§ **SET TASK**
Exactly and only the lines from the one with "Reviewer check: every instance of the brown" through the end of the listing are to be transcribed, both ends included.

§ **LISTING**

======

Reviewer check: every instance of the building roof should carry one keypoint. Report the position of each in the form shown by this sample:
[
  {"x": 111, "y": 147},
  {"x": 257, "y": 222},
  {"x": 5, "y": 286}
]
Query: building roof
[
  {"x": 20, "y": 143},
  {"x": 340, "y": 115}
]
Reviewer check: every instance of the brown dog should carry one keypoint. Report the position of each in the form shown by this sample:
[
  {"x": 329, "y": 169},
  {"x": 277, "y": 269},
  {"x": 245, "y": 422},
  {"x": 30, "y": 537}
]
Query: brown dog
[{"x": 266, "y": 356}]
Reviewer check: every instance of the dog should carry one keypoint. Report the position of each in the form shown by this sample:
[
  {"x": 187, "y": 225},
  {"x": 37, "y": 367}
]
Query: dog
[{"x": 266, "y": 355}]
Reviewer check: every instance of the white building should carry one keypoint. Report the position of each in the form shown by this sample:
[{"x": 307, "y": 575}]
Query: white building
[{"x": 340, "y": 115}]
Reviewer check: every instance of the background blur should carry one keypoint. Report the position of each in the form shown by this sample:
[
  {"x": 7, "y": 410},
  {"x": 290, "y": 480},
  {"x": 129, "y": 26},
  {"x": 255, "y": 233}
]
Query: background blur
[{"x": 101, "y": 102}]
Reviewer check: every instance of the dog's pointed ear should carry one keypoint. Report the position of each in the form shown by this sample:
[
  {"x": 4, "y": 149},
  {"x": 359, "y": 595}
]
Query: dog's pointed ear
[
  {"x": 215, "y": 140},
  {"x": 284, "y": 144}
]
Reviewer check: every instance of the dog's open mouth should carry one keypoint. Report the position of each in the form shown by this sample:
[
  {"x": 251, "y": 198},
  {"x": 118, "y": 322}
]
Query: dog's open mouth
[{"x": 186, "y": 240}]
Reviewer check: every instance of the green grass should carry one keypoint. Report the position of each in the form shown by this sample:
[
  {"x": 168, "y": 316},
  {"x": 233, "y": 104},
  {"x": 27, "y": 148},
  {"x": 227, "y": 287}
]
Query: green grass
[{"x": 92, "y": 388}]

======

§ **REPLY TO THE EXERCISE**
Reviewer check: every instance of the brown dog should carry one keypoint. Report the position of each in the form shown by this sample:
[
  {"x": 329, "y": 169},
  {"x": 277, "y": 269},
  {"x": 245, "y": 422},
  {"x": 30, "y": 537}
]
Query: brown dog
[{"x": 266, "y": 356}]
Reviewer check: every instance of the dog should carry one keypoint. Report the position of each in the form shown by this sample:
[
  {"x": 187, "y": 225},
  {"x": 37, "y": 367}
]
Query: dog
[{"x": 266, "y": 355}]
Reviewer check: every instance of the white building should carry one keypoint. Report the position of each in the form shown by this sample:
[{"x": 307, "y": 575}]
Query: white building
[{"x": 340, "y": 115}]
Reviewer check: every instance of the background blur should carry one keypoint. Report the position of each in the form shown by this sample:
[
  {"x": 7, "y": 410},
  {"x": 290, "y": 480},
  {"x": 129, "y": 26},
  {"x": 255, "y": 233}
]
Query: background blur
[{"x": 101, "y": 102}]
Reviewer check: every instance of the dog's pointed ear should carry one keypoint. Report the position of each in the form shown by this sample:
[
  {"x": 4, "y": 149},
  {"x": 359, "y": 595}
]
Query: dog's pointed ear
[
  {"x": 215, "y": 140},
  {"x": 284, "y": 144}
]
Reviewer check: every instance of the dog's open mouth should carry one keypoint. Report the position of each in the form shown by this sample:
[
  {"x": 251, "y": 198},
  {"x": 118, "y": 322}
]
Query: dog's open mouth
[{"x": 186, "y": 240}]
Reviewer check: every instance of the green grass should carry one keypoint. Report the position of each in the form shown by this sample:
[
  {"x": 168, "y": 316},
  {"x": 233, "y": 104},
  {"x": 27, "y": 148},
  {"x": 227, "y": 287}
]
Query: green grass
[{"x": 92, "y": 388}]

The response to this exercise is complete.